-- start --
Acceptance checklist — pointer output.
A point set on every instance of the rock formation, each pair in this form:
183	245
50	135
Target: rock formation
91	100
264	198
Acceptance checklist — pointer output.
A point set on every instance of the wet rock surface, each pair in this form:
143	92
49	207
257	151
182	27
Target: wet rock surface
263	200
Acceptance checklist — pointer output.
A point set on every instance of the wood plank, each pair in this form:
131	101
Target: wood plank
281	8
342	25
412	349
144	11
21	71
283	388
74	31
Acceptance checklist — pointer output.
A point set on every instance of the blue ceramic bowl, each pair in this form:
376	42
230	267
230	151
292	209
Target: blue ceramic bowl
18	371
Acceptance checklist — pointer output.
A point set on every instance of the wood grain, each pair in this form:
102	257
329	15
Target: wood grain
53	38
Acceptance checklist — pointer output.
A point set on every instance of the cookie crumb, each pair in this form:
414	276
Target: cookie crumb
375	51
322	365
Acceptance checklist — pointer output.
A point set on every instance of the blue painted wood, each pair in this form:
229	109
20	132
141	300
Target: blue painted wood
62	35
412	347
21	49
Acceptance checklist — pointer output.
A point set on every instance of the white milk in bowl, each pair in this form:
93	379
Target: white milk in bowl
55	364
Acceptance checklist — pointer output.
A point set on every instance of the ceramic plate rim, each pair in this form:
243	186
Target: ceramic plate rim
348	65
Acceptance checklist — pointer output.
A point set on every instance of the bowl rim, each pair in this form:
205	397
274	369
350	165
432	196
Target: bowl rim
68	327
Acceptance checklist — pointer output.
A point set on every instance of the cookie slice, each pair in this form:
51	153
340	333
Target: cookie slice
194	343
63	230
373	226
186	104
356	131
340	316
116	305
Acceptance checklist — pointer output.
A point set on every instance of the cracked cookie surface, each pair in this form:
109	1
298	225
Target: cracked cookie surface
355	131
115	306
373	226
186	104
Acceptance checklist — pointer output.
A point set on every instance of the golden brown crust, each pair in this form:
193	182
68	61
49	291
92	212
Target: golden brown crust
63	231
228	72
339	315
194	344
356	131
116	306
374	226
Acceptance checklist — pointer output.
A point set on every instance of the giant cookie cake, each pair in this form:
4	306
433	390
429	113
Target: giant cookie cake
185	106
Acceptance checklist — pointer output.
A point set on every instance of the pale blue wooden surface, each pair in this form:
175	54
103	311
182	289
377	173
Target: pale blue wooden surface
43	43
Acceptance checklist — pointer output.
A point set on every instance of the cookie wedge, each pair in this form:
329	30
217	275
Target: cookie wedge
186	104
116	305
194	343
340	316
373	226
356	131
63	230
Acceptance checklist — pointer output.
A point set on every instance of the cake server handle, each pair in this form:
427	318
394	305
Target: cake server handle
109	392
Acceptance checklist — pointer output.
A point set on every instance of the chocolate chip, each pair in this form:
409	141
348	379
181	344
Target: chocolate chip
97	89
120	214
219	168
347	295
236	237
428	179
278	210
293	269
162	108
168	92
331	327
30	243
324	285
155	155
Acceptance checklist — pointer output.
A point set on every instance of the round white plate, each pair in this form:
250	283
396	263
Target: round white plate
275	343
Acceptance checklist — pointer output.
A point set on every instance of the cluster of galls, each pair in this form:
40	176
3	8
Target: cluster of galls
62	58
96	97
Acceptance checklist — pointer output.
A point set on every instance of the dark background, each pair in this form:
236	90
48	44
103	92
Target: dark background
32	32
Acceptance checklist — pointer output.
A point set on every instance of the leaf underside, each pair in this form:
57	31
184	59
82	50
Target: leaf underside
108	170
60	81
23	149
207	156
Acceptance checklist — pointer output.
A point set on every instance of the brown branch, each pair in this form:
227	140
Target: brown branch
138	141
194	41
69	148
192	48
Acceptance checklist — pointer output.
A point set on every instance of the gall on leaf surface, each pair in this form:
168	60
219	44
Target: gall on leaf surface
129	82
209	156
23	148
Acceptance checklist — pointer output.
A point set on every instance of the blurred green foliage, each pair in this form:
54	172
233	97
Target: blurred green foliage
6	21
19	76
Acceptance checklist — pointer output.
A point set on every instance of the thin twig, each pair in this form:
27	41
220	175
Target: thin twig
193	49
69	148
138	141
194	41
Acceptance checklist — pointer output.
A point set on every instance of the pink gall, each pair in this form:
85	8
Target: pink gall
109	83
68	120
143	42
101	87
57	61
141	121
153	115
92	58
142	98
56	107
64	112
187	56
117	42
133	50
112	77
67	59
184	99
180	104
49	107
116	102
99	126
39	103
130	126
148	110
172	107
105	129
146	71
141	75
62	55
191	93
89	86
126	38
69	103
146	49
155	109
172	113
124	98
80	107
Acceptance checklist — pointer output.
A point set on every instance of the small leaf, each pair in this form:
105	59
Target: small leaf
-- end --
> _Problem requirements_
Take the entries above and copy them out exactly.

> _Answer_
Acceptance checklist — pointer output.
A point set on every instance of the rock formation, each pair in this form:
183	245
50	135
Target: rock formation
91	100
264	198
Acceptance checklist — pointer output.
A point set on every instance of the wet rock surface, each pair in this form:
143	92
49	207
257	151
182	27
Target: wet rock surface
263	200
Acceptance checklist — pointer output.
A point set on every instance of the wood plank, each pair in this form:
131	101
Target: wood plank
281	8
342	25
412	349
144	11
21	71
283	388
74	31
Acceptance checklist — pointer output.
A point set on every instance of the blue ceramic bowl, each pair in this form:
376	42
230	267
230	151
292	209
Target: blue ceramic bowl
18	371
Acceptance checklist — pointer output.
A point set on every instance of the wood grain, each pair in this form:
102	257
329	15
Target: wood grain
53	38
Acceptance checklist — pointer output.
A point set on every instance of the cookie crumb, each pair in this form:
414	276
Target: cookie crumb
375	51
322	365
Acceptance checklist — pointer output.
A point set on every instance of the blue painted wood, each pair in this form:
229	109
20	132
141	300
Target: blue painted wood
62	35
412	347
21	49
Acceptance checklist — pointer output.
A point set on every instance of the white milk in bowl, each pair in this form:
93	379
Target: white milk in bowl
55	364
Acceptance checklist — pointer output.
A point set on every instance of the ceramic plate rim, each pair in this form:
243	186
Target: ceramic plate rim
348	65
Acceptance checklist — pointer output.
A point set on every instance of the bowl rim, each pair in this form:
205	397
274	369
350	165
432	196
Target: bowl rim
68	327
Acceptance checklist — pointer output.
A point set on every instance of the cookie slice, each pair in this form:
51	153
340	333
Target: cookie slice
194	343
63	230
373	226
186	104
356	131
340	316
116	305
Acceptance checklist — pointer output.
A point set on every instance of the cracked cookie surface, each pair in this form:
109	1
298	225
Target: cracked cookie surface
355	131
115	306
373	226
186	104
Acceptance checklist — pointer output.
A point set on every instance of the golden brown crust, each pair in this form:
193	182
68	61
49	291
92	212
Target: golden brown crust
63	231
228	72
339	315
194	344
356	131
116	306
374	226
Acceptance checklist — pointer output.
A point set on every instance of the giant cookie cake, each pair in this form:
4	306
433	390
429	113
Target: giant cookie cake
185	106
Acceptance checklist — pointer output.
A point set on every instance of the pale blue wooden surface, each pair in this form:
175	54
103	311
182	289
377	173
Target: pale blue wooden surface
43	43
Acceptance checklist — pointer output.
A point set on every instance of the cookie wedge, each pair in this form:
329	30
217	275
Target: cookie wedge
186	104
116	305
194	343
340	316
373	226
356	131
63	230
Acceptance checklist — pointer output.
A point set on every instance of the cake server handle, each pair in this form:
427	318
394	305
Target: cake server handle
109	392
Acceptance checklist — pointer output.
A point set on every instance of the chocolate chip, each pair in this form:
409	141
348	379
181	344
Target: chocolate chip
97	89
120	214
219	168
347	295
236	237
428	179
278	210
293	269
162	108
168	92
331	327
30	243
324	285
155	155
Acceptance checklist — pointer output.
A point set on every instance of the round white plate, each pair in this form:
250	283
396	263
Target: round white plate
275	343
Acceptance checklist — pointer output.
A point set on every instance of the cluster of galls, each pair in this form:
40	176
3	8
Target: cluster of galls
62	58
96	97
Acceptance checklist — pointer output.
A point set on every instance of the dark background, each pair in this form:
236	90
48	44
103	92
Target: dark background
32	32
Acceptance checklist — pointer output.
A point set on every instance of the leaf underside, each pair in this form:
57	31
184	59
82	50
Target: leaf underside
108	170
60	81
23	149
207	156
Acceptance checklist — pointer output.
A point set on every instance of the brown branch, each pair in this form:
227	140
Target: brown branch
138	141
194	41
69	148
192	48
Acceptance checklist — pointer output.
A point set on every instance of the gall on leaf surface, each pair in this form:
168	60
219	44
Target: gall on leaf surface
129	82
209	156
23	148
Acceptance checklist — pointer output.
A point set on every instance of the blurred green foliage, each pair in this form:
54	172
233	97
Target: blurred green foliage
6	21
19	76
Acceptance checklist — pointer output.
A point set on every instance of the thin twig, each pair in this form:
27	41
220	175
Target: thin twig
193	49
69	148
138	141
194	41
Acceptance checklist — pointer output.
A point set on every instance of the pink gall, each pair in this form:
85	8
Target: pink gall
109	83
68	120
143	42
101	87
57	61
141	121
153	115
92	58
142	98
56	107
64	112
187	56
117	42
133	50
112	77
67	59
184	99
180	104
49	107
116	102
99	126
39	103
130	126
148	110
172	107
105	129
146	71
141	75
62	55
191	93
89	86
126	38
69	103
146	49
155	109
172	113
124	98
80	107
Acceptance checklist — pointer output.
A point set on every instance of the small leaf, each pair in this form:
105	59
Target: small leaf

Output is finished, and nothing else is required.